Selected extract -
----

SUSAN LADIKA

Freelance Writer & Editor

TRAVEL WRITING

By Susan Ladika | On The Trail Of Florida’s Indian Heritage | Summer 2014 | American Archaeology


On The Trail Of Florida’s Indian Heritage

Amid the theme parks and interstates, beachfront hotels and strip malls, remnants of ancient Florida remain. Native Americans lived in Florida as far back as 12,000 to 15,000 years ago, millennia before the first Spanish explorers arrived in the 1500s. By following a stretch of the Trail of Florida’s Indian Heritage, you’ll get a sense of what life was like along the Gulf Coast centuries ago.

 You can begin your 200-mile journey in Tampa, the largest city on Florida’s west coast. The first known white settlers arrived in the early 1820s, and the U.S. Army established Fort Brooke to protect the strategic harbor of Tampa Bay. That area now is the heart of a thriving city of nearly 350,000 residents.  Located near the site of that long-ago fort is the Tampa Bay History Center, which is perched along Garrison Channel, providing a stunning view of downtown Tampa.

As you enter the museum, you’ll find artifacts and reproductions of tools, weapons and pottery from the Tocobaga and Calusa Indians. The Tocobaga lived in small villages at the northern end of Tampa Bay from the A.D. 900s to 1500s, while the Calusa dominated southwest Florida for centuries. The film “The Winds of Change” recounts the Tocobagas’ initial encounter with Spanish explorers, led by Panfilo de Narvaez in 1528, and the violence that erupted. Following their clashes with the Spanish, the Tocobaga captured four explorers, and chief Hirrihigua ordered them put to death. His daughter, Ulele, begged her father to spare the life of one of them, an 18-year-old named Juan Ortiz. Ortiz was spared as a result, and he lived among the Indians before being rescued by Hernando de Soto, who landed near Tampa in 1539. Ortiz then served as de Soto’s guide and interpreter.

A second set of exhibits focuses on the Seminole Indians. These were generally Creeks who migrated to North Florida in the 1700s as Europeans moved into Alabama and Georgia. They were joined by members of other tribes and runaway slaves. Seminoles ran cattle ranches in those early days. “In Florida, our cowboys were Indians,” says Rodney Kite-Powell, curator of history at the Tampa Bay History Center. Conflicts with settlers led in 1817 to the first of three U.S. wars against the Seminoles in what was then Spanish territory. The war, led by General Andrew Jackson, pushed the Seminoles farther south.

----

Brief 1 - From the article on Florida's Indian heritage, print the passage that opens with the words containing "Amid the theme" and closes with "of downtown Tampa.".
Brief 2 -
Answer these questions from the article on Florida's Indian heritage:
(a) How long is the journey that begins in Tampa?
(b) Who led the Spanish explorers in the Tocobagas' first encounter with them, and in what year?
(c) Who led the first U.S. war against the Seminoles, and in what year did it begin?
Brief 3 - Pick up the article on Florida's Indian heritage after its last sentence and carry it on.

Extracted records:
----

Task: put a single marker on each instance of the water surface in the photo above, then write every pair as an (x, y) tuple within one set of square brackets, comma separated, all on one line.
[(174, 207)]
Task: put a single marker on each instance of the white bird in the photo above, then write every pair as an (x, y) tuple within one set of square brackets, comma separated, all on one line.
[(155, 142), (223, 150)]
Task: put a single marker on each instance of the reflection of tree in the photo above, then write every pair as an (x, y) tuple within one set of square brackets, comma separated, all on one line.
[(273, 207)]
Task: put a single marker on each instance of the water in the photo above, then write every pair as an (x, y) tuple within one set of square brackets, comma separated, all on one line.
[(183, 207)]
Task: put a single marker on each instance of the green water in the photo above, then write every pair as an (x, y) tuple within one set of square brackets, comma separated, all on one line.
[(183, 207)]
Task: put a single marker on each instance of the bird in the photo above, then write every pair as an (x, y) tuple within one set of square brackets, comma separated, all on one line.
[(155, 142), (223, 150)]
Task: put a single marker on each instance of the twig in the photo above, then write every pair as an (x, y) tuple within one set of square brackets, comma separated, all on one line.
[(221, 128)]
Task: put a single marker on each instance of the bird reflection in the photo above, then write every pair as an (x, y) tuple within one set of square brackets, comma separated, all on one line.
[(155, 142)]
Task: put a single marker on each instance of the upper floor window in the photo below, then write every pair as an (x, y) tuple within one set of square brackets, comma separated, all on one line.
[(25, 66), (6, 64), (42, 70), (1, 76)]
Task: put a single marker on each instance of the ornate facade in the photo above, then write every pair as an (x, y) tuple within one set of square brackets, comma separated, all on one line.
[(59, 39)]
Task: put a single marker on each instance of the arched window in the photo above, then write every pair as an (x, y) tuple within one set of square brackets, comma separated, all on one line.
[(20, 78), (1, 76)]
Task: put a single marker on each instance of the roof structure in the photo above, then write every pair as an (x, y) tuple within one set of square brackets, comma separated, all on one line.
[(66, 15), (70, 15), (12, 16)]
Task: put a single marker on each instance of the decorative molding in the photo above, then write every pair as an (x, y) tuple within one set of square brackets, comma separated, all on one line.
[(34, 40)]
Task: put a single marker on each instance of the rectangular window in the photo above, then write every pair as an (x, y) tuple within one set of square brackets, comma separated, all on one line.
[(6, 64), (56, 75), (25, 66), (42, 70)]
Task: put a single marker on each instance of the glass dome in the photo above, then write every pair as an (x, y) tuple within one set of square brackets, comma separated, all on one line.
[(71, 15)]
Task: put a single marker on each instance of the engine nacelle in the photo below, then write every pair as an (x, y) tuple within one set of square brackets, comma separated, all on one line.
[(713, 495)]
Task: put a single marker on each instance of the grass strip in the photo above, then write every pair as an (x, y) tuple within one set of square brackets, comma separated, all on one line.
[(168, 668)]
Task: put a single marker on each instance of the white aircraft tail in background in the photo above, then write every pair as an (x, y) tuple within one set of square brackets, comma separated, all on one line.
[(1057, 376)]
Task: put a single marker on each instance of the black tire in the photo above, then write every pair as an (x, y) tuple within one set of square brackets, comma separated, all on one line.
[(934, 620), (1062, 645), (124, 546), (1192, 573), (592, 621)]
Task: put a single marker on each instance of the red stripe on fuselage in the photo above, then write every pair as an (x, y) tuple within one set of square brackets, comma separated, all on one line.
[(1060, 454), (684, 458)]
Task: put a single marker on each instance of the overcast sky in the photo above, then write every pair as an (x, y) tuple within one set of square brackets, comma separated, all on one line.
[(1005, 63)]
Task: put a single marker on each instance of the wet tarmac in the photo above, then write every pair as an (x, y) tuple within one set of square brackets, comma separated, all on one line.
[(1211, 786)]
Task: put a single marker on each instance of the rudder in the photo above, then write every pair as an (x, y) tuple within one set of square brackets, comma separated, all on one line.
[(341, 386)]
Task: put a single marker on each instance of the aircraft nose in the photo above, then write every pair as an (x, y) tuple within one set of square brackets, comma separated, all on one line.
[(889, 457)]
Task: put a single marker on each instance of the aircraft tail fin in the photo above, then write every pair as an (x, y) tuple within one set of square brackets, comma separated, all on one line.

----

Answer 1 -
Amid the theme parks and interstates, beachfront hotels and strip malls, remnants of ancient Florida remain. Native Americans lived in Florida as far back as 12,000 to 15,000 years ago, millennia before the first Spanish explorers arrived in the 1500s. By following a stretch of the Trail of Florida’s Indian Heritage, you’ll get a sense of what life was like along the Gulf Coast centuries ago.

 You can begin your 200-mile journey in Tampa, the largest city on Florida’s west coast. The first known white settlers arrived in the early 1820s, and the U.S. Army established Fort Brooke to protect the strategic harbor of Tampa Bay. That area now is the heart of a thriving city of nearly 350,000 residents.  Located near the site of that long-ago fort is the Tampa Bay History Center, which is perched along Garrison Channel, providing a stunning view of downtown Tampa.

Answer 2 -
(a) 200 miles.
(b) Panfilo de Narvaez, in 1528.
(c) General Andrew Jackson, in 1817.

Answer 3 -
Spain ceded the land to the United States in 1821, and the U.S. government tried to force the Seminoles to relocate to Indian Territory in present-day Oklahoma. Some Seminoles agreed to move, while others remained firmly entrenched, leading to the Second Seminole War, with less than 3,000 warriors staving off more than 30,000 U.S. troops. A multimedia presentation at the history center, with mannequins giving it a Disneyesque touch, presents “Coacoochee’s Story.” It draws on the diaries of Army officer John T. Sprague, who was stationed at Fort Brooke, to tell the tale of Coacoochee, the son of a Seminole chief who fought the Americans but eventually agreed to resettlement in Arkansas with some of the Seminoles.

After the Third Seminole War a few hundred Indians escaped to the swamps of South Florida, where they eked out a living as hunters, guides and workers in the tourist trade. You’ll see a replica of a typical Seminole structure, known as a chickee hut, as well as dolls, cooking implements, baskets, weapons, and the patchwork patterns used in Seminole clothing.

When it’s time to depart the history center, head down Bayshore Boulevard, with its miles-long sidewalk along Hillsborough Bay. You’ll see plenty of bicyclists, joggers and walkers, and if you stop for a stroll, you might be lucky enough to see dolphins or waterfowl. Then follow Gandy Boulevard across Tampa Bay to reach Weedon Island Preserve Cultural and Natural History Center in St. Petersburg.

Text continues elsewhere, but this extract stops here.